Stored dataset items

=== Begin Enclosure ===

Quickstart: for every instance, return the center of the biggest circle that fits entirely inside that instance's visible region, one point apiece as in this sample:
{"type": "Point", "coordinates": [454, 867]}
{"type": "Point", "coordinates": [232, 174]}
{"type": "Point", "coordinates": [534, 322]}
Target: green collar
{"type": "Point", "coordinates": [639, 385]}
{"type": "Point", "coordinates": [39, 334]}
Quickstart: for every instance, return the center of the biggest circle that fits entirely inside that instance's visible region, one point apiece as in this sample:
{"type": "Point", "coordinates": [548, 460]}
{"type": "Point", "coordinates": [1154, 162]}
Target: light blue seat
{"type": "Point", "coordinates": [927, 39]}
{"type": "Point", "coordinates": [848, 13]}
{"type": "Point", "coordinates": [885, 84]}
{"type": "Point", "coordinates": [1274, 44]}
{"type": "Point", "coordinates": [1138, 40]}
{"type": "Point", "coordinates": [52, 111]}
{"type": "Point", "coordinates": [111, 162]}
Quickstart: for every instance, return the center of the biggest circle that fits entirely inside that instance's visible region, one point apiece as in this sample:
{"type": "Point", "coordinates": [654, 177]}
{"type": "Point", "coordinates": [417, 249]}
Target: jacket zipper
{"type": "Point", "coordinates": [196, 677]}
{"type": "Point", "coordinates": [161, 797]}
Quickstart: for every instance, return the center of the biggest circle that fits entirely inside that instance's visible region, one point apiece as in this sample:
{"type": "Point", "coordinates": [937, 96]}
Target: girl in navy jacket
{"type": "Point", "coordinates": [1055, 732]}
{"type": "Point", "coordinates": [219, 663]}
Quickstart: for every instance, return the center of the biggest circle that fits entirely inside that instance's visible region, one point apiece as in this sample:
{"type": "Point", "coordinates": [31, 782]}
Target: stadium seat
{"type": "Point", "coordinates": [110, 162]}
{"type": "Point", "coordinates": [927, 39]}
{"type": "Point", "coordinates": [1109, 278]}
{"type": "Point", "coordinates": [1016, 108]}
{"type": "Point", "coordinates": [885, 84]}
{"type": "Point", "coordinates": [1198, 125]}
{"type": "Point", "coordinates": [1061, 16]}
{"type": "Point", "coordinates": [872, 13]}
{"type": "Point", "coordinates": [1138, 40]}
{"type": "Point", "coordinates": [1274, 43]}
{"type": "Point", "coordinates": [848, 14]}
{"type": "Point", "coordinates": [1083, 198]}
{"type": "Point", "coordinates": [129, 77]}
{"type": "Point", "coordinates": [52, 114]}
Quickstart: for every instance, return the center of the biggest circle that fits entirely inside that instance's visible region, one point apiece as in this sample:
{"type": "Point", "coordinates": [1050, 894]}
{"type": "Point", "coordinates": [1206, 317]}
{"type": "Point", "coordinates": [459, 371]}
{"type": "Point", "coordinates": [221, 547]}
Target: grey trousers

=== End Enclosure ===

| PROBLEM DETAILS |
Please write out the data again exactly as it stands.

| RESULT OF THE TASK |
Quickstart: for every instance, return the center of the biggest circle that fits entirely inside that instance's visible region, one point apiece as in this sample:
{"type": "Point", "coordinates": [454, 867]}
{"type": "Point", "coordinates": [232, 174]}
{"type": "Point", "coordinates": [534, 322]}
Target: green collar
{"type": "Point", "coordinates": [639, 385]}
{"type": "Point", "coordinates": [39, 334]}
Quickstart: for every instance, return the center of the biggest circle that fits entirely inside that instance's visible region, one point apiece as in this sample:
{"type": "Point", "coordinates": [548, 460]}
{"type": "Point", "coordinates": [1154, 162]}
Target: light blue seat
{"type": "Point", "coordinates": [927, 39]}
{"type": "Point", "coordinates": [848, 13]}
{"type": "Point", "coordinates": [885, 84]}
{"type": "Point", "coordinates": [1274, 44]}
{"type": "Point", "coordinates": [1138, 40]}
{"type": "Point", "coordinates": [52, 111]}
{"type": "Point", "coordinates": [111, 162]}
Quickstart: for every instance, return the center of the biggest circle that fits entirely inside that instance's visible region, one point apiece as in this sample:
{"type": "Point", "coordinates": [654, 177]}
{"type": "Point", "coordinates": [417, 249]}
Target: jacket zipper
{"type": "Point", "coordinates": [196, 677]}
{"type": "Point", "coordinates": [161, 797]}
Quickstart: for every instance, return the center of the biggest circle that fits entirely inside that instance's visible region, one point apiece as in this sample:
{"type": "Point", "coordinates": [937, 96]}
Target: girl in navy jacket
{"type": "Point", "coordinates": [1055, 732]}
{"type": "Point", "coordinates": [219, 663]}
Quickstart: for every instance, return the center of the biggest circle that fits entirely inside that instance's visible region, one point apiece as in this sample:
{"type": "Point", "coordinates": [31, 782]}
Target: stadium seat
{"type": "Point", "coordinates": [110, 162]}
{"type": "Point", "coordinates": [927, 39]}
{"type": "Point", "coordinates": [1109, 278]}
{"type": "Point", "coordinates": [1016, 108]}
{"type": "Point", "coordinates": [885, 84]}
{"type": "Point", "coordinates": [1198, 125]}
{"type": "Point", "coordinates": [1061, 16]}
{"type": "Point", "coordinates": [872, 13]}
{"type": "Point", "coordinates": [1138, 40]}
{"type": "Point", "coordinates": [1274, 43]}
{"type": "Point", "coordinates": [848, 14]}
{"type": "Point", "coordinates": [1083, 198]}
{"type": "Point", "coordinates": [129, 77]}
{"type": "Point", "coordinates": [52, 114]}
Quickstart: for every instance, return the center of the biggest circle that fits entirely inside that instance's visible region, one point apiece as in this sample:
{"type": "Point", "coordinates": [1050, 894]}
{"type": "Point", "coordinates": [1206, 317]}
{"type": "Point", "coordinates": [459, 371]}
{"type": "Point", "coordinates": [221, 547]}
Target: grey trousers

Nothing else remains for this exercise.